TASK A: Which months of the year does the passage on New Year's resolutions name?
TASK B: Write the next few paragraphs of the passage on New Year's resolutions, starting after its final line.

SELECTION:
[START]

Change is hard. And even though you’re the one person over whose behavior you theoretically should have the most control, changing yourself is often exceedingly difficult.
Nonetheless, many of us doggedly pursue self-betterment. We set goals, hoping that we’ll achieve them along with whatever benefits they bring. We fantasize about the possibility of becoming someone closer to our idealized version of ourselves.
And during late December, many of us set resolutions for the next year.
Yet time and time again, most of us find our resolutions quickly broken. If you need evidence of this, simply go to any fitness center for a few days in early January and take note of how many people are there. Then, go back in early February. The crowds will almost always be gone.
There’s one resolution, though, that can rule them all. It’s one that I’ve found helpful when trying to change myself in a small way.
That resolution is simply this: Pick one new good habit and stick to it no matter what. Make yourself a slave to it.
Practice your new habit when you feel like it.
Practice your new habit when you don’t feel like it.
But whatever happens, stick to it.

[END]

DATA RECORDS:
[START]

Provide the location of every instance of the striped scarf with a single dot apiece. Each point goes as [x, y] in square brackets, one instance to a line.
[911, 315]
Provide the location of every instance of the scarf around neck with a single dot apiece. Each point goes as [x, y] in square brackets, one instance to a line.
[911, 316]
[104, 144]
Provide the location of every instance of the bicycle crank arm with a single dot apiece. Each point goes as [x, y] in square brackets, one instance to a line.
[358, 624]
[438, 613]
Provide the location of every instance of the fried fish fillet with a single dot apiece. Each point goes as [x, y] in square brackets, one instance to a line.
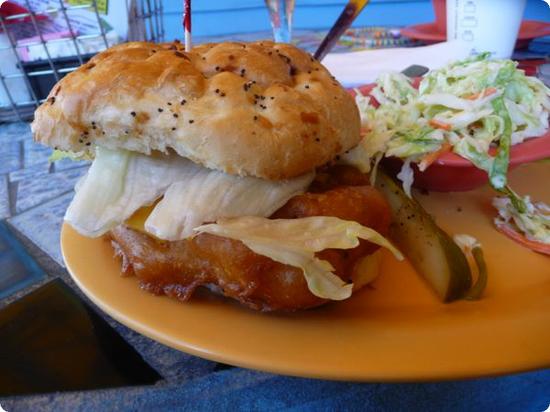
[177, 268]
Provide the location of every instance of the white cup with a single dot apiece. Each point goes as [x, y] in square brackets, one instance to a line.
[485, 25]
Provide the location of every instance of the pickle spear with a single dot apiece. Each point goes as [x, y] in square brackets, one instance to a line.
[431, 251]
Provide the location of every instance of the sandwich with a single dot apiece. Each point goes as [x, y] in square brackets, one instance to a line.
[219, 168]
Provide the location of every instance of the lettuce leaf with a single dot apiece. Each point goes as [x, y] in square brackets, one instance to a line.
[295, 241]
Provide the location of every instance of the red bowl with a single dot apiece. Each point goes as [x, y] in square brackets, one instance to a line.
[453, 173]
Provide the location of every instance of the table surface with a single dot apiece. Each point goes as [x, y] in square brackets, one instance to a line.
[33, 197]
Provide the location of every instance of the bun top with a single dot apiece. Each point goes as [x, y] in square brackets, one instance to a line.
[261, 109]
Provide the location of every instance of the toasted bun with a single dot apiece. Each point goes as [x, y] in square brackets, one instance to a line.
[261, 109]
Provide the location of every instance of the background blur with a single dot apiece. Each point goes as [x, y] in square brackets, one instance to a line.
[213, 18]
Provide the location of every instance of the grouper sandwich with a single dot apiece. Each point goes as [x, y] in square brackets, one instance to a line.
[217, 168]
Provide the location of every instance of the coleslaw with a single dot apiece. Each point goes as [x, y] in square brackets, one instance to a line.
[466, 107]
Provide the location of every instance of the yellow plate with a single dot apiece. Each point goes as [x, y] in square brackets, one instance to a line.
[396, 330]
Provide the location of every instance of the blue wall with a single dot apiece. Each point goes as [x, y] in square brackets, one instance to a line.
[212, 18]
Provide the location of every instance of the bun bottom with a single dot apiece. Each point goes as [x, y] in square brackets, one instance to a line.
[228, 267]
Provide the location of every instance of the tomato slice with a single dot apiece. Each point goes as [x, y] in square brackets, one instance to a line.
[427, 160]
[513, 234]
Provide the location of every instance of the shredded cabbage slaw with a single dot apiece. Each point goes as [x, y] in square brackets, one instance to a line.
[466, 107]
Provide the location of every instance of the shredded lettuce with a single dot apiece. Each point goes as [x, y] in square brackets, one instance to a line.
[531, 218]
[295, 241]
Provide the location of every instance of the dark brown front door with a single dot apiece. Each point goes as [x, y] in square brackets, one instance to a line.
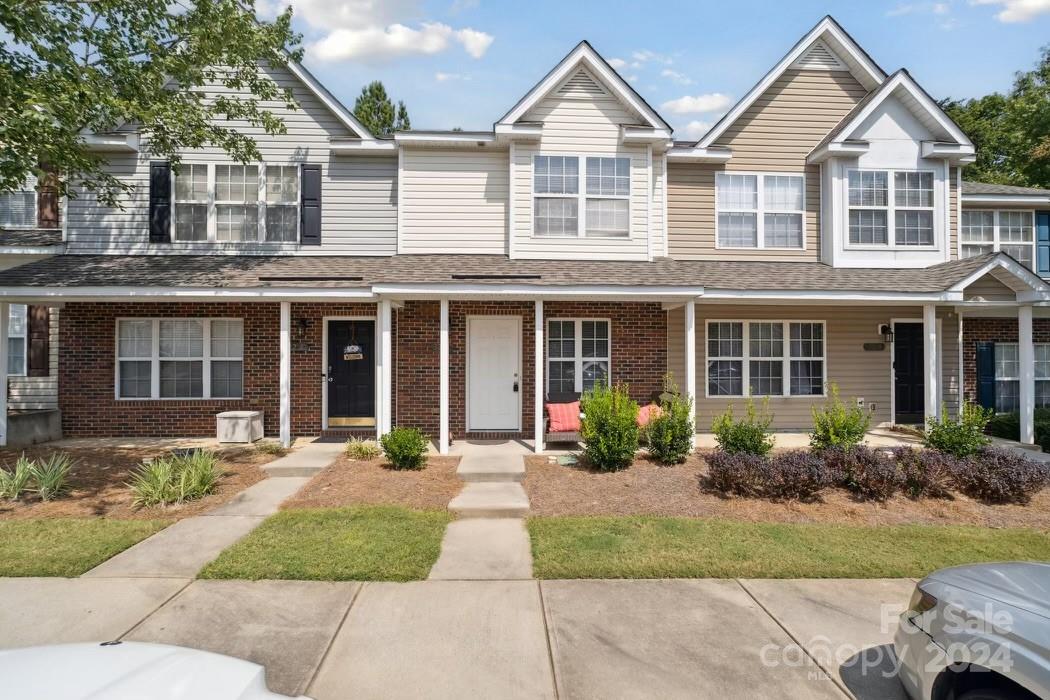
[352, 374]
[908, 376]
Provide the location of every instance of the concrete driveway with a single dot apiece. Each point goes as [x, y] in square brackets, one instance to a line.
[605, 639]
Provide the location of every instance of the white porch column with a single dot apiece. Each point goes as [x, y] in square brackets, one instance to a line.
[286, 374]
[929, 363]
[538, 418]
[1026, 355]
[443, 439]
[385, 374]
[691, 359]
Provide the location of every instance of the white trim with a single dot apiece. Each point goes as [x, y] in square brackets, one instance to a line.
[584, 55]
[872, 73]
[746, 358]
[518, 374]
[324, 378]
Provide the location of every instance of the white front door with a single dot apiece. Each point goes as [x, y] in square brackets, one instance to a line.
[492, 374]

[END]

TASK ANSWER A: December, January, February

TASK ANSWER B:
Another way to think about this is to make a resolution to keep one resolution. Don’t try to change everything about your life or all of your habits—that’s exhausting and won’t work. Pick one manageable aspect of your life, something that you can do every day or every week.
And stick to it.
For example, one of my resolutions last year at this time was to write a blog post every week. Sometimes I felt like it—the ideas and the words came easily. Other times, it was tough. There were a few times when I woke up at 4 a.m. on a weekend to make sure I wrote my post.
Over time, though, it got easier. It became a good habit, one that I’m beginning to take for granted. It’s no longer a “change”—it’s simply something I do every week.
As you think about 2017, I encourage you to think about New Year’s Resolutions. But I encourage you even more to think about focusing your efforts on just a few resolutions, or even just one. Pick one habit, something that you can easily measure (e.g., “Did I do this—yes or no?”), and implement it.
Because when everything is a priority, nothing is a priority.
By the way, this applies to your professional life just as much as to your personal life. How do you think your employees or coworkers feel when you pile on a long list of new procedures or strategic initiatives?
Instead, focus. Pick one new good habit. And in 2017, make it part of your life—no matter what.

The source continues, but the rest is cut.